## start Dataset rows
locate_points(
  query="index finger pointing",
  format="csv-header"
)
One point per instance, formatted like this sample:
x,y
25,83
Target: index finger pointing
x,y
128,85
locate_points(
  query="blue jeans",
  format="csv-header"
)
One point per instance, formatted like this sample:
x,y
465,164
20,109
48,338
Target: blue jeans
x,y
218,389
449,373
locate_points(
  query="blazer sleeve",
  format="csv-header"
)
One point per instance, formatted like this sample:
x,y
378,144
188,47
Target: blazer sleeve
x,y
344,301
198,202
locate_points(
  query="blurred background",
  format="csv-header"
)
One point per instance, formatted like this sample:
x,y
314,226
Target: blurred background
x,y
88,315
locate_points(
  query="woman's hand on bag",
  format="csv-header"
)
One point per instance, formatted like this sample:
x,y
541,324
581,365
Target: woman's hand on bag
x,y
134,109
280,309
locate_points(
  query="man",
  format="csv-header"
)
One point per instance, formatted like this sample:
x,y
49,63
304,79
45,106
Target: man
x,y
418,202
## end Dataset rows
# [Task objective]
Reproduce every line of the items above, requests included, and scale each coordinate in the answers by 2.45, rounding to the nearest whole number with halves rounded up. Leave the numbers in the requests and their format samples as they are.

# [Result]
locate_points(
  query="index finger pointing",
  format="csv-header"
)
One point per instance, formatted like this sample:
x,y
25,83
Target: index finger pointing
x,y
314,208
locate_points(
  query="blue jeans",
  format="csv-header"
)
One point per instance, formatted like this sample:
x,y
465,164
20,109
48,338
Target: blue jeans
x,y
534,953
1100,914
locate_points(
  query="blazer sleeve",
  format="csv-header"
)
One point per instance, formatted like this sample:
x,y
378,144
188,47
Target: blazer sleeve
x,y
843,737
485,495
locate_points(
  query="blurred background",
  format="csv-header"
)
One point per instance, formatted like this sample:
x,y
314,226
Target: blurred background
x,y
216,772
locate_points(
  query="woman's hand on bag",
  format="csv-header"
)
One point per instance, formatted like this sample:
x,y
541,324
581,365
Target: woman's hand on bag
x,y
328,267
686,757
locate_points(
  query="man",
  format="csv-header"
)
One point per instance, formatted like this sample:
x,y
49,63
304,79
45,106
Target: man
x,y
1024,495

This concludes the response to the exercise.